* _Written task 1_: In the entries, starting with the line with "the dry leaf" and going on through the line with "the thick conical", switch each "keypoint" to "marker" and give those lines again with all else unchanged.

* _Document passage_:

-----

We could not have been more fortunate with the people we were with in LA and SF, from the beautiful Natalie and her equally beautiful husband James who put us up for the entire trip in the rather swanky Beverley Hills area, through to the lovable idiots that are Cyrcle who found us a wall, let us use their space freely and force far too much tequila down our throats.
The first wall was on the side of Cyrcle’s studio on Hollywood Blvd. It was a nice size and probably one of the largest walls I had painted to date. The piece is slightly tucked away from the road so you don’t really see it until the last minute.
I was keen to use subtle colour in the piece. Colour is something I have stayed away from for a long time, but when used in the right way it can add a whole new level to the work and is something I will be exploring a lot more. This was also the first time I attempted to sit the face back with the swirl effect you see in the image. It is a slightly more daunting prospect doing so on such a large scale when before I had only done so with my canvas work.
As much as I am proud of the piece, it did reiterate to me how important it is for me to have substance with my work. I have learnt over the last few years how much more I take away from a piece when it is dealing with an issue I am interested in so I was keen to focus more on that idea with the final two walls.
It just so happened that my next wall was to be collaboration with a certain Mear One on Sunset Junction in Silverlake. When it comes to political artists, there are not as many that come near to Mear so I was confident my need to get my teeth into something a little juicier was about to happen.
I have been a big fan of Mears work for some time now and I was fortunate enough to spend some time with him when he was in London last year so when it was suggested we collaborate, I was obviously keen.

-----

Pointing dataset excerpts:
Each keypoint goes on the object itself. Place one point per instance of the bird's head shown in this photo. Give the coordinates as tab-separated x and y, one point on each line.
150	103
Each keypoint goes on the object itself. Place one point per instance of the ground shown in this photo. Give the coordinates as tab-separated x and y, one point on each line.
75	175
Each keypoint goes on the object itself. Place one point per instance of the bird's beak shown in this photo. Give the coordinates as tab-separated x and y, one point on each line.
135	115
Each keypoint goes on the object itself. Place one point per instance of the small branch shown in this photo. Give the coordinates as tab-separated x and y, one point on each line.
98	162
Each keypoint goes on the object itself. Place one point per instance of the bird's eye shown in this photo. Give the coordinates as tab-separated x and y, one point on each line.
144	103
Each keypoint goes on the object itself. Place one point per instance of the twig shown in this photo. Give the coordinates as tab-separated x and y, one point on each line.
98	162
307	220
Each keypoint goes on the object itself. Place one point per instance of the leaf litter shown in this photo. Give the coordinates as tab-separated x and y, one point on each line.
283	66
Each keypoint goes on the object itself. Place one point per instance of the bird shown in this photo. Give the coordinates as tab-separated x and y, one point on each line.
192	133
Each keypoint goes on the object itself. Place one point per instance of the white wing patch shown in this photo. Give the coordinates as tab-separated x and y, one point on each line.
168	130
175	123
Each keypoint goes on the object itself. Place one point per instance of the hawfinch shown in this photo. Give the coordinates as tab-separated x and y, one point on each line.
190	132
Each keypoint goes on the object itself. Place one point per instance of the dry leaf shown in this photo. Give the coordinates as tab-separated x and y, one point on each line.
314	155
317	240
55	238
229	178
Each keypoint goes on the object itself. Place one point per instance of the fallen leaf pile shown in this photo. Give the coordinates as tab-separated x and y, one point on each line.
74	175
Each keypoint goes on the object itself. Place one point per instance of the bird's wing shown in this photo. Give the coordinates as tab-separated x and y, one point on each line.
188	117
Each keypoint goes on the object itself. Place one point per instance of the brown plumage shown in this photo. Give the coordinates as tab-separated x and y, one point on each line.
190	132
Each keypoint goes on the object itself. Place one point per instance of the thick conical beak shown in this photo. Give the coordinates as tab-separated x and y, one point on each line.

-----

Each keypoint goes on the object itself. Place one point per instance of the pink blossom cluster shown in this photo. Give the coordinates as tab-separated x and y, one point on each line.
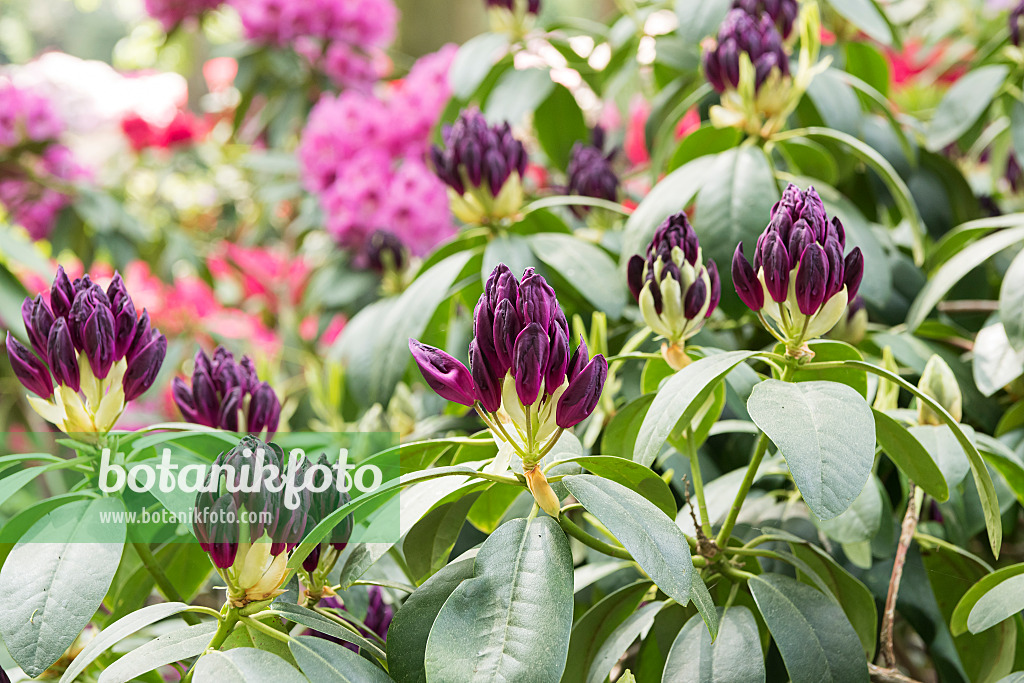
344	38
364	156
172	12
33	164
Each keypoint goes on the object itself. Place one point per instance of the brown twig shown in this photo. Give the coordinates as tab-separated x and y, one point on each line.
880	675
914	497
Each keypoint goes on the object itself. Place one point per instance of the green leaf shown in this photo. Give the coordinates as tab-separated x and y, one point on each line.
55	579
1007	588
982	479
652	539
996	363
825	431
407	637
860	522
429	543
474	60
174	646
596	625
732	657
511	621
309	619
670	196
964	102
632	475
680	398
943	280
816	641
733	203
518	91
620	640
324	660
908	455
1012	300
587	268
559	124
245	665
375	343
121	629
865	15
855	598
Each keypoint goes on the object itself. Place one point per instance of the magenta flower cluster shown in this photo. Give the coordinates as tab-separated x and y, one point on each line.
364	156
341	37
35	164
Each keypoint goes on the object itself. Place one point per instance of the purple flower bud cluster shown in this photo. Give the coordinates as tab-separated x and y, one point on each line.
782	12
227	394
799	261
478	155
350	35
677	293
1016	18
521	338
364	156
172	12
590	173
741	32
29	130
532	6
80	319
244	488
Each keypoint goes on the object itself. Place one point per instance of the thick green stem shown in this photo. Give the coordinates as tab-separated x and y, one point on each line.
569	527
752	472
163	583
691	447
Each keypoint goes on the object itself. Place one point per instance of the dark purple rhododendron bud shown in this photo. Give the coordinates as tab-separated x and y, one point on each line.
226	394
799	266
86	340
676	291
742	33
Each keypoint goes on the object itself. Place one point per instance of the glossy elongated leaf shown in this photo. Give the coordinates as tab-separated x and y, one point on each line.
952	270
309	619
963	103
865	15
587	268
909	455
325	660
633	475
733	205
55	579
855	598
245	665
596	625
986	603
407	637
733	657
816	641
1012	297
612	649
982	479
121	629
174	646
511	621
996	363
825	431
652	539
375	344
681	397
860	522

-----

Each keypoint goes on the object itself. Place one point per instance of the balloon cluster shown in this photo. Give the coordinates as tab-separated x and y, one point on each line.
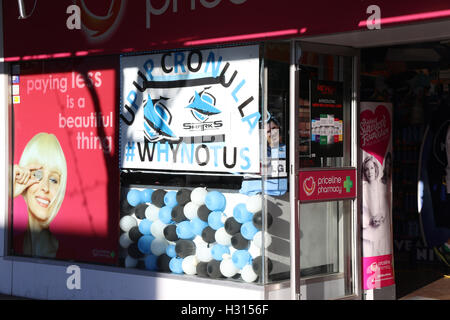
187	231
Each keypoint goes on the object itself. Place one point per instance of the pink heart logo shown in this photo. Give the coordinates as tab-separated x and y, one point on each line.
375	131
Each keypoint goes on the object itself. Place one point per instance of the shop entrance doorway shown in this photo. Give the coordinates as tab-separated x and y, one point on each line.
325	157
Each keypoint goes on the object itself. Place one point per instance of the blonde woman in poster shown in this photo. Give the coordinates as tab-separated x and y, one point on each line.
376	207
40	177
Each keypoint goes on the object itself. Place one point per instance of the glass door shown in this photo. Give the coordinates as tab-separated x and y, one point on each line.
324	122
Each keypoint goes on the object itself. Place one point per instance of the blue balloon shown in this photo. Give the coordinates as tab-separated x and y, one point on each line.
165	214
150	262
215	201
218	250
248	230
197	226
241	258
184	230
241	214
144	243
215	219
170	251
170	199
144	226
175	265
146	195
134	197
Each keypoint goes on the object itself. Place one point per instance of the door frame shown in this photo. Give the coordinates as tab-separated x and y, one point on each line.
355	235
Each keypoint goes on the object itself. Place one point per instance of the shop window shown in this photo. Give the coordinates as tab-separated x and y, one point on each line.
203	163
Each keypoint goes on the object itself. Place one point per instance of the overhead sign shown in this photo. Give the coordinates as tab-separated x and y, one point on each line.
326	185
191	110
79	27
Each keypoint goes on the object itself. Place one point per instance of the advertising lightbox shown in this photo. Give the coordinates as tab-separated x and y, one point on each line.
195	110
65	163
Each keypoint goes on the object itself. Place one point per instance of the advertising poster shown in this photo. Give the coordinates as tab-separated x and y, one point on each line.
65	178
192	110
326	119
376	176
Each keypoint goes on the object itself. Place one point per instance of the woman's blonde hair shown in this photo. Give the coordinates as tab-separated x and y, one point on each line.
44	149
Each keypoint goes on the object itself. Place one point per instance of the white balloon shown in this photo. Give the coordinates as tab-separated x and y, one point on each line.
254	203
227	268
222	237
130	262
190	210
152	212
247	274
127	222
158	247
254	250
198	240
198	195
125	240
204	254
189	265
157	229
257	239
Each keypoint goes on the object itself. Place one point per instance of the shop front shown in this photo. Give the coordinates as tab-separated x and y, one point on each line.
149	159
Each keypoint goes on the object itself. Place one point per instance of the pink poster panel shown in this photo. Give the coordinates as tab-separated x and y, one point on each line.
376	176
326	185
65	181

-----

* _Written task 2_: Proceed with the account of painting walls in Los Angeles, continuing from where it stops.

* _Task answer 1_:
Each marker goes on the object itself. Place one point per instance of the dry leaf shown in this photo. Give the coordinates as tab-separated x and y, one point on each line.
314	155
317	240
55	238
229	178
Each marker goes on the object itself. Place one point per instance of the fallen leaf pile shown in this photo. Give the coordinates as tab-separated x and y, one point on each line.
74	175
Each marker goes on the object itself. Place one point per instance of the bird's wing shown in this photo. Give the coordinates as tab-separated x and y, one point on each line.
188	117
Each marker goes on the object itself. Place one point per instance of the brown plumage shown in this photo. Give the coordinates as tab-separated x and y, one point on each line.
190	132
Each marker goes on the object itself. Place one point per instance of the thick conical beak shown in this photo. Give the coordinates as tab-separated x and y, one point on each line.

* _Task answer 2_:
Initially I was not sure how easily our work would come together which is why I actually hit on the idea of using the idea of the bank note and money green with me painting the main figure and he the background. In the end it came out even better than that with us both taking an individual we both despised and joining them in a union we dubbed the gruesome twosome.
This piece made me realise just how important a good background is, something I will most certainly be working on in the future. It also allowed me to step outside my comfort zone and challenge myself. I even painted more than just a face this time around! Now I will be known as Ben Slow, painter of faces and of all things, snakes.
LA for 10 days was nowhere near long enough time. There are just so many cool people around, too many big walls to paint and generally just so much to do that I am already planning my next trip back and this time around I will make sure that before anything else, I make it onto the beach this time!
Whilst there I also experienced the most glamorous assistant anyone is likely to ever have, I just wish I would have had my camera to hand. On our way to a night out deemed posh enough for the lady to put on her best little black dress I spotted a great rooftop spot on Melrose for a paste up. Undeterred that she was in her glad rags she proceeded to join me on the roof and even held onto my legs whilst I dangled over the edge to get the prime spot. I’m a lucky man indeed!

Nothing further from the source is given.